What the exercise asks - All records given below must be printed word for word.

Material shown -
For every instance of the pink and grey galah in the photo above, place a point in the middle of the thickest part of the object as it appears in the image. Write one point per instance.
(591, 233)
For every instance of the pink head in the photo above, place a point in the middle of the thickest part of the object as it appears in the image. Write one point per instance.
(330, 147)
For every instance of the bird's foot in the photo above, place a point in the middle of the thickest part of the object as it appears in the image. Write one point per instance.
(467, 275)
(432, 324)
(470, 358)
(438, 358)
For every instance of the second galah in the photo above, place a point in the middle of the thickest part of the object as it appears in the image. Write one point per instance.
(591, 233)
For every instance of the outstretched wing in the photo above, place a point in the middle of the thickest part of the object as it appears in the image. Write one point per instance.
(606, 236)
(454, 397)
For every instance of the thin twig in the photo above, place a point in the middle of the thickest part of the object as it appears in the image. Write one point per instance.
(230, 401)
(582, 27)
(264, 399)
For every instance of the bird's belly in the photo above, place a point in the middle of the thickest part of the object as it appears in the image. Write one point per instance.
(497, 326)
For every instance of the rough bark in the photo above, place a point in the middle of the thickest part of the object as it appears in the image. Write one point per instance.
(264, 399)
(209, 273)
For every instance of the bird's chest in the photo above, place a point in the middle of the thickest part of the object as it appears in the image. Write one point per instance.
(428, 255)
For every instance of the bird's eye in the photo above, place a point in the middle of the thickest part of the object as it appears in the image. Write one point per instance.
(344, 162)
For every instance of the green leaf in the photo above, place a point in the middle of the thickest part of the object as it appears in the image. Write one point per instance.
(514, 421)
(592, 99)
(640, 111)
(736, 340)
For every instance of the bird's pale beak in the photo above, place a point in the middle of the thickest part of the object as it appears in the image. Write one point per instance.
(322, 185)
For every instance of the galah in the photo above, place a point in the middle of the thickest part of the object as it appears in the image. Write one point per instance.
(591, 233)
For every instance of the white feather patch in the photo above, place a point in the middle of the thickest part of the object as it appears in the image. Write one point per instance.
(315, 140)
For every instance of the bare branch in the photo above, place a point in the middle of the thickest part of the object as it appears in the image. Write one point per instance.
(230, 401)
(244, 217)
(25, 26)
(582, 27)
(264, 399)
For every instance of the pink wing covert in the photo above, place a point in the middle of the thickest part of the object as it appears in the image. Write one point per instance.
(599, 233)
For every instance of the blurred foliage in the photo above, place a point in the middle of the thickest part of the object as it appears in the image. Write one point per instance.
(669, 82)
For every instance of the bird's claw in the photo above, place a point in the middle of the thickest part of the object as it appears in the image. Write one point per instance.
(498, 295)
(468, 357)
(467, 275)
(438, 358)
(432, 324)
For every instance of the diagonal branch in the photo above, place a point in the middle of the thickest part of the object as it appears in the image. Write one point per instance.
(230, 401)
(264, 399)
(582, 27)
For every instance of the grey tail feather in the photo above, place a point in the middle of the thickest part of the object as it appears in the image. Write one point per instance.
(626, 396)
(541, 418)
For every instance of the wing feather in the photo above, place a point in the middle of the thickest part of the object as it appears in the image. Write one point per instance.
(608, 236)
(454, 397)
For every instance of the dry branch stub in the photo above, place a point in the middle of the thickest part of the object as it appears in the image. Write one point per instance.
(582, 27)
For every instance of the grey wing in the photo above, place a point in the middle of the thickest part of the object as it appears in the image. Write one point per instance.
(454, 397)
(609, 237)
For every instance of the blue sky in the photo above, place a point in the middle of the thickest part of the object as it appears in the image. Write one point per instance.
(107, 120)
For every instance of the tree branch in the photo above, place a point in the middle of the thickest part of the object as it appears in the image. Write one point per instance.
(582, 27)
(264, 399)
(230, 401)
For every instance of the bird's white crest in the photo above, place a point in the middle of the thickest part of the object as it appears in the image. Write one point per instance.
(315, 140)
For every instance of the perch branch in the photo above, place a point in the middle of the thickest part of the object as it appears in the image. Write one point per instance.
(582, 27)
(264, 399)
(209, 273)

Answer to this task -
For every instance of the pink and grey galah in the photo above, place a point in the middle of the thickest part of the object as it appears in the image. Write one point per instance.
(591, 233)
For every instance of the pink head in the photo above, place a point in the middle of the thickest part of the object as it appears in the image. Write one point per instance.
(330, 147)
For every instance of the bird's foot in the photo above, place a point in the middle of the thickest part of the object as it appears in the image. Write one point per instance.
(467, 275)
(432, 324)
(470, 358)
(438, 358)
For every instance of the second galah in the photo above, place a point in the middle of the thickest part of the object as it appears in the image. Write one point per instance.
(591, 233)
For every instance of the outstretched wing in the photo above, place a point in the middle of the thickest part of the object as it appears in the image. Write one point per instance.
(606, 236)
(454, 397)
For every instance of the thin twig in the photo above, place a point in the middle of the thickest part of the object as it appears in the image. Write one point per instance.
(230, 401)
(582, 27)
(264, 399)
For every instance of the bird's belly in the photo above, place a point in the middle of the thickest part of the object as it appears in the image. Write one point per instance.
(497, 326)
For every instance of the rough bark in the photo above, place a point in the middle of the thickest part of the object as it appears in the image. Write one point per instance.
(264, 399)
(209, 273)
For every instance of the bird's chest in the photo above, place a point in the middle of the thickest part of the object as it appears in the image. Write one point per instance.
(428, 255)
For every instance of the bird's eye in the photo above, place a point in the middle of the thickest part of the object as it appears in the image. Write one point per instance.
(344, 162)
For every instance of the green leaf in the photo above, place a point in the middle of the thickest part of the object as it appears in the image. Write one point per instance.
(514, 421)
(592, 99)
(640, 111)
(736, 340)
For every instance of the bird's pale beak in the photo above, place a point in the middle of the thickest part of the object as it appears in the image. Write one point per instance.
(322, 185)
For every instance of the galah in the photo above, place a point in the middle of the thickest part of the object as it appears in the image. Write one point per instance.
(591, 233)
For every instance of the white feather patch in the photo above, place a point in the middle of the thickest part of the object as it appears in the image. Write one point per instance.
(315, 140)
For every instance of the bare branch in the photo above, place a point in the middle of the thickest part of the object as it appears in the image. Write one point per instance.
(230, 401)
(244, 217)
(25, 26)
(582, 27)
(264, 399)
For every instance of the pink wing covert in the photo above, place a point in the middle of the thickest part of the object as it appears in the image. Write one point per instance.
(599, 233)
For every instance of the blurred foliage in the photo above, place a point in the middle of the thickest part of the object as it appears in the image. Write one point per instance.
(669, 82)
For every instance of the bird's claw in the photo above, place a point in the middle of the thickest part of the object as it appears in the image. Write one point per instance.
(498, 295)
(468, 357)
(467, 275)
(438, 358)
(432, 324)
For every instance of the diagonal branch in the photo above, place a point in the middle of the thickest part of the object as it appears in the image. Write one point per instance.
(230, 401)
(264, 399)
(582, 27)
For every instance of the grey tail feather in the photo above, place a point in the middle of the thickest part of the object as it appears in the image. Write one point per instance.
(626, 396)
(541, 418)
For every instance of the wing feather in the photo above, place a point in the middle of the thickest part of the object as it appears in the image. Write one point per instance.
(608, 236)
(454, 397)
For every instance of the dry branch stub in the photo above, place a point in the middle of the thickest part of the object as it appears in the image. Write one point per instance.
(582, 27)
For every instance of the grey wing in the photo above, place a point in the middle of the thickest part of the object as it appears in the image. Write one point per instance.
(454, 397)
(609, 237)
For every instance of the blue sky in the photo above, place a point in the middle of the thickest part of the object as it appears in the image. Write one point per instance.
(107, 120)
For every instance of the tree branch in the photo above, place a point in the middle of the thickest part of the object as it appears in the image. Write one point per instance.
(582, 27)
(264, 399)
(230, 401)
For every instance of the bird's white crest in the photo above, place a point in the middle of the thickest part of the object as it appears in the image. Write one point per instance.
(315, 140)
For every instance of the perch branch in the photo above, place a point in the middle of the thickest part of the object as it appears in the image. Write one point per instance.
(582, 27)
(264, 399)
(209, 273)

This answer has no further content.